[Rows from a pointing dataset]
---+---
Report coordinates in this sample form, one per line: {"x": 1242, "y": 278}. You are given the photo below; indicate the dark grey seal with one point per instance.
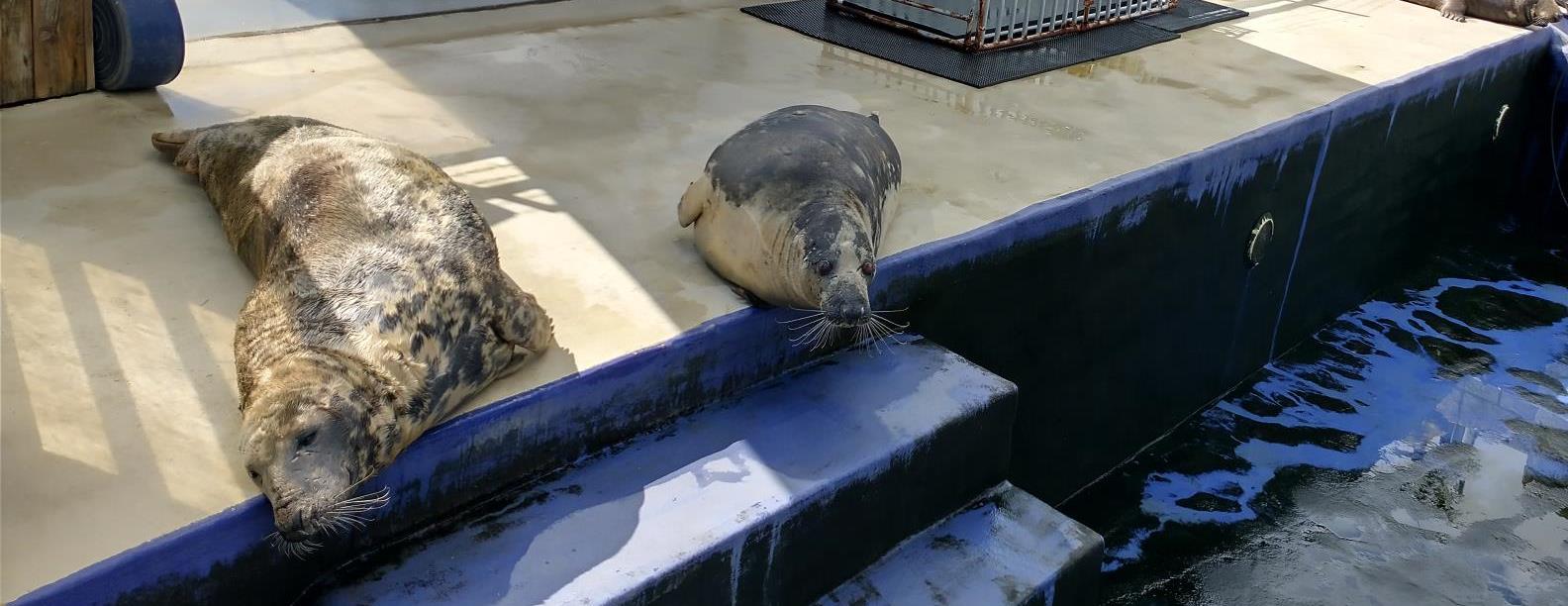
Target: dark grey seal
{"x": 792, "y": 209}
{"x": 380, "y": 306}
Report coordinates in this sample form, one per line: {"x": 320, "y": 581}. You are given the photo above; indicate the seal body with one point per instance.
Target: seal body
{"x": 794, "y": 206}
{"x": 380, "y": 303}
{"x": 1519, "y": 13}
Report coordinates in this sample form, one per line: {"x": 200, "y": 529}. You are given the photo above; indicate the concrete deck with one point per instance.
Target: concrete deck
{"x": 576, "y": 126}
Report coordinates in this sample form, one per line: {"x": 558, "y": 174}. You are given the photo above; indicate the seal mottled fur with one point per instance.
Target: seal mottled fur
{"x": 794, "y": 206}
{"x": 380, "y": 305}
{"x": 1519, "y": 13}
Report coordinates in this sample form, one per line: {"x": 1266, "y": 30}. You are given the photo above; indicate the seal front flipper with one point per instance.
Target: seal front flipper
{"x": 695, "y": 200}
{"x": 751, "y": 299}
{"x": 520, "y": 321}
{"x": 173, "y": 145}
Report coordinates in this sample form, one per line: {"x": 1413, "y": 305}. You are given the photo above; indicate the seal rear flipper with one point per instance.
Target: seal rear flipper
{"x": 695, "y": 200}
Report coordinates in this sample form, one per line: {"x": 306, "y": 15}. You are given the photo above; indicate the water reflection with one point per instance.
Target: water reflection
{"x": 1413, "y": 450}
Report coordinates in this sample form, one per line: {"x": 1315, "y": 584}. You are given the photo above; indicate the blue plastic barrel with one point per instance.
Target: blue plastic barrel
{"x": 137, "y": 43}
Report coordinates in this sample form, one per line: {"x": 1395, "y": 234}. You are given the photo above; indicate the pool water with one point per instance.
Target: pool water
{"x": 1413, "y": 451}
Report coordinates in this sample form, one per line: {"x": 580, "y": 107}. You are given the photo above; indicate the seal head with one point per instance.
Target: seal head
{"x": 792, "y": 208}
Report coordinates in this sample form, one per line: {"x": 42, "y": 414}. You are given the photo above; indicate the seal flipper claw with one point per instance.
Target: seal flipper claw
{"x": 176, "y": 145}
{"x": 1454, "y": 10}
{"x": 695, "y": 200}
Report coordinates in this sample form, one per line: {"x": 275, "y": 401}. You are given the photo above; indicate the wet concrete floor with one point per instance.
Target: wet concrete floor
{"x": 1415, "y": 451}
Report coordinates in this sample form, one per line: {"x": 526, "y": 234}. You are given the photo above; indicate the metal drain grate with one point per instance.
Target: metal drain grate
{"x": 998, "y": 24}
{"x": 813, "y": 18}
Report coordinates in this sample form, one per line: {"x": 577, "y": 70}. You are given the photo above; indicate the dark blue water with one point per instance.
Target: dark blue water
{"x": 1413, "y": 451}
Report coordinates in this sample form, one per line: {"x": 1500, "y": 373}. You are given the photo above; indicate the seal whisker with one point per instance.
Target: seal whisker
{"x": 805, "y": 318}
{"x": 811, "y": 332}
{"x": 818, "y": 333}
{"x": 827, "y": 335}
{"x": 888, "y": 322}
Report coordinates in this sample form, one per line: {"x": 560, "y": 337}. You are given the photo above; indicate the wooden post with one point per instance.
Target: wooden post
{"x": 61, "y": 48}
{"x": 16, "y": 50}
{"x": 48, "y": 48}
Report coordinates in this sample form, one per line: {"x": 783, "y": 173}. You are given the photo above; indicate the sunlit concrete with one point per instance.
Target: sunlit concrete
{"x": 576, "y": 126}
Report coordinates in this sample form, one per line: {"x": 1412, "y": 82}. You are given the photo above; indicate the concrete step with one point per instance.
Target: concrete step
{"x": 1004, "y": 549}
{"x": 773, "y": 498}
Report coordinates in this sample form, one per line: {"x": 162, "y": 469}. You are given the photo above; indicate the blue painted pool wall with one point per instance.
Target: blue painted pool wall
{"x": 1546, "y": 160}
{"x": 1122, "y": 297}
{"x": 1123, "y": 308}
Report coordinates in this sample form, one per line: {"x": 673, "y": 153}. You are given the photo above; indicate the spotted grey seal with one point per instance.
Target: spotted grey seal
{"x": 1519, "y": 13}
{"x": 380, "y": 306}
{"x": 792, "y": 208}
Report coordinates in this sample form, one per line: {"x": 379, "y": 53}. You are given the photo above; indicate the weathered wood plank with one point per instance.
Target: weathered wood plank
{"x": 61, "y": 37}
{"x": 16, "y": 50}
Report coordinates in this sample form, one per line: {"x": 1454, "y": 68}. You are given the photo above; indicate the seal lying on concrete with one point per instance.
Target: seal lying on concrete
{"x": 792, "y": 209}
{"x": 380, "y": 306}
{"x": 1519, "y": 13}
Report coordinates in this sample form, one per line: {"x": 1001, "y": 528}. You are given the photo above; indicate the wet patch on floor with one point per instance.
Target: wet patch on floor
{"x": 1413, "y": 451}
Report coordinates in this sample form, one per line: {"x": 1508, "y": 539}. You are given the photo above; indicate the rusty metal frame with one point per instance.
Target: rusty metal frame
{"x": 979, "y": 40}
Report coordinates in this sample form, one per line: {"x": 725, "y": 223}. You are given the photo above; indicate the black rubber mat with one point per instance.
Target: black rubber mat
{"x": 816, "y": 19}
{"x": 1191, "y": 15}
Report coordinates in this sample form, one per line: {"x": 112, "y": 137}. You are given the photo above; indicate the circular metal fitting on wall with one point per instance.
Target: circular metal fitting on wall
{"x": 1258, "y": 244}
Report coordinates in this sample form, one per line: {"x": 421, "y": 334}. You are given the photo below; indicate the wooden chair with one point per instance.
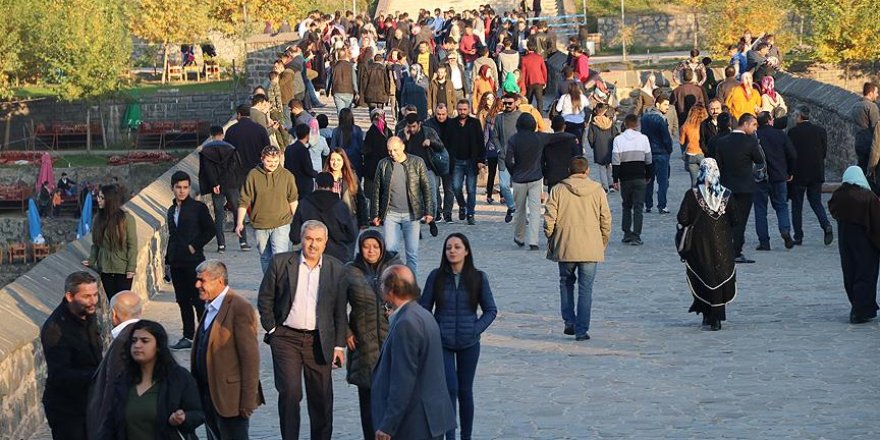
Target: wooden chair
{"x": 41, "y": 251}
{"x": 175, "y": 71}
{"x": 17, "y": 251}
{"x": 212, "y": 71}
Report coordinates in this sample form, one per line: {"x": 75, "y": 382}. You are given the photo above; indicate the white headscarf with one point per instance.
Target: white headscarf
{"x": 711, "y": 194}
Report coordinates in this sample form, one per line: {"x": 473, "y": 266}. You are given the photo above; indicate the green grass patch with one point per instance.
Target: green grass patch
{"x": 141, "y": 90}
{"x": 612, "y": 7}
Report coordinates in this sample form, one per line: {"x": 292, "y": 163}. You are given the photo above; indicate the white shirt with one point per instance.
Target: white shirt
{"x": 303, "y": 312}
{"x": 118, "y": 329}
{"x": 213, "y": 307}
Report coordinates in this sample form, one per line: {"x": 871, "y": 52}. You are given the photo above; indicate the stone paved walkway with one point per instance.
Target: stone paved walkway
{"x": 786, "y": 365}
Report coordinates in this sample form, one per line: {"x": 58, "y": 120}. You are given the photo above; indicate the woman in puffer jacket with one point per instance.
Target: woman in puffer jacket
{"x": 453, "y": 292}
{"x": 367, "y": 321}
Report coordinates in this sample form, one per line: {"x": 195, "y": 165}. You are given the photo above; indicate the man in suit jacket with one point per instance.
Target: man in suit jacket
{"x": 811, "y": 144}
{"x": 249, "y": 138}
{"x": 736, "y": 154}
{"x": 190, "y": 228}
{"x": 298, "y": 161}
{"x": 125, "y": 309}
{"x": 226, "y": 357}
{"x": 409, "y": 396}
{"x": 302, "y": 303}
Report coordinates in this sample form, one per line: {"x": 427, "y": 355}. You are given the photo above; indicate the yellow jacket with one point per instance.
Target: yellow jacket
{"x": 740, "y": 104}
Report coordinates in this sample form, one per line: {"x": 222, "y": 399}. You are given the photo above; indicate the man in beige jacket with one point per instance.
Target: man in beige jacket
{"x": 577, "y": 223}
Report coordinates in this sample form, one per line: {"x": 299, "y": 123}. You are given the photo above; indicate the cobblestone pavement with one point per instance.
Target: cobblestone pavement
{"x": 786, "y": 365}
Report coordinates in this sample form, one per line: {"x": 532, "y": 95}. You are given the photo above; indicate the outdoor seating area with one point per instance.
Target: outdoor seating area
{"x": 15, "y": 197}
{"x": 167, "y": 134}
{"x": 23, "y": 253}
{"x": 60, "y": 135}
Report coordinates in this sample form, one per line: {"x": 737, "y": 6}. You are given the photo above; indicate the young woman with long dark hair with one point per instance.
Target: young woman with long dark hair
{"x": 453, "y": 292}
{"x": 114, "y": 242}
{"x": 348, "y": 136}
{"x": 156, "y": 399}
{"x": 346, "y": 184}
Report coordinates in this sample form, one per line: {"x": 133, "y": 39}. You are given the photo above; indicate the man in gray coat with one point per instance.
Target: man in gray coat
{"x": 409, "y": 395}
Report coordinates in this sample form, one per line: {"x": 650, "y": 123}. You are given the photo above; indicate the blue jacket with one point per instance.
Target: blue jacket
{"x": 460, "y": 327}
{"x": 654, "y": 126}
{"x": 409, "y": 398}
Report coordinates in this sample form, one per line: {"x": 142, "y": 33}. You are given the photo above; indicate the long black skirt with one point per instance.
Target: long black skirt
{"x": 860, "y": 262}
---+---
Exercise directions.
Set down, unchanged, the part of the material that opens with the line containing "coat with one point per instance." and continues through the end of the material.

Finished exercise.
Report coordinates in this sample form, one per line: {"x": 133, "y": 39}. You are given the photo above; indicate the man in gray coat with one point per instance.
Target: man in gray coat
{"x": 409, "y": 395}
Report coordinates in this sample form, one per line: {"x": 650, "y": 123}. You are given the photo above; indicate the blue jacket with one point per instance.
Target: blue jacket
{"x": 460, "y": 327}
{"x": 654, "y": 126}
{"x": 409, "y": 398}
Report coordinates in this sample form, one per line: {"x": 142, "y": 33}. You are given the photo above; indicate the long black skirt with one point per instance.
Target: long black skirt
{"x": 860, "y": 262}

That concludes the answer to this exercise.